__INSTRUCTIONS FOR THE TASK__: Please print the records below word for word.

_ _ _ _ _ _ _

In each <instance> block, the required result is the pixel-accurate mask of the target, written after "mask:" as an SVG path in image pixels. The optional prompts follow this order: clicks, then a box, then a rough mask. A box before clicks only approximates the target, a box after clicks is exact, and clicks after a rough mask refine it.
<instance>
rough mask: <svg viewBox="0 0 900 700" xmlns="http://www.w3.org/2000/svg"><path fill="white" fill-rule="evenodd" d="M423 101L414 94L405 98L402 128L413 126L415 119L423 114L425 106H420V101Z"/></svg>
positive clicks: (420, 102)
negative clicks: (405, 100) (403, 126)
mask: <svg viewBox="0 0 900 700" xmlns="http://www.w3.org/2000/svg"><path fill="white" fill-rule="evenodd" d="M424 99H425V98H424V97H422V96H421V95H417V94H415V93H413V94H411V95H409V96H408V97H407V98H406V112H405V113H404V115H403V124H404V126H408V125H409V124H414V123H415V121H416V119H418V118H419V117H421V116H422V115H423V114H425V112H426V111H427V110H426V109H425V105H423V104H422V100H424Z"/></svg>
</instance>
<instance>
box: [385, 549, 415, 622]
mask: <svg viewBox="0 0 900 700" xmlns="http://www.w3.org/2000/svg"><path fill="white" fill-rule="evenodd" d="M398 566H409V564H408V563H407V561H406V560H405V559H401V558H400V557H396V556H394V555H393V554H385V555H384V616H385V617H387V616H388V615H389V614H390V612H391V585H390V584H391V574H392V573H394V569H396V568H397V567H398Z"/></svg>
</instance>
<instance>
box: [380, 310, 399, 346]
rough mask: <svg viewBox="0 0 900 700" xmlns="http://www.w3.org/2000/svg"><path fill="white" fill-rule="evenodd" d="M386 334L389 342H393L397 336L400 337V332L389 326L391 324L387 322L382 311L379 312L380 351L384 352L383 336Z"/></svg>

_ _ _ _ _ _ _

__EXERCISE OUTPUT__:
In each <instance> block, the required result is the pixel-accurate mask of the target, written after "mask:" as an SVG path in image pixels. The optional prompts follow this order: clicks, then a box, then a rough mask. A box before clicks only approximates the target, a box after clicks is exact, and clicks after a rough mask refine it.
<instance>
rough mask: <svg viewBox="0 0 900 700" xmlns="http://www.w3.org/2000/svg"><path fill="white" fill-rule="evenodd" d="M423 101L414 94L405 98L402 128L413 126L415 119L423 114L425 106H420V101Z"/></svg>
positive clicks: (420, 102)
negative clicks: (405, 100) (403, 126)
mask: <svg viewBox="0 0 900 700" xmlns="http://www.w3.org/2000/svg"><path fill="white" fill-rule="evenodd" d="M424 99H425V98H424V97H422V96H421V95H417V94H415V93H413V94H411V95H409V96H408V97H407V98H406V112H405V113H404V115H403V124H404V126H408V125H409V124H414V123H415V121H416V119H418V118H419V117H421V116H422V115H423V114H425V112H426V111H427V110H426V109H425V105H423V104H422V100H424Z"/></svg>
</instance>
<instance>
box: [385, 549, 415, 622]
mask: <svg viewBox="0 0 900 700" xmlns="http://www.w3.org/2000/svg"><path fill="white" fill-rule="evenodd" d="M398 566H409V564H408V563H407V561H406V560H405V559H401V558H400V557H396V556H394V555H393V554H385V555H384V616H385V617H387V616H388V615H389V614H390V612H391V585H390V584H391V574H392V573H394V569H396V568H397V567H398Z"/></svg>
</instance>
<instance>
box: [380, 310, 399, 346]
rough mask: <svg viewBox="0 0 900 700" xmlns="http://www.w3.org/2000/svg"><path fill="white" fill-rule="evenodd" d="M386 334L389 342H393L397 336L400 337V332L389 326L391 324L387 322L382 311L379 312L380 351L384 352L383 336Z"/></svg>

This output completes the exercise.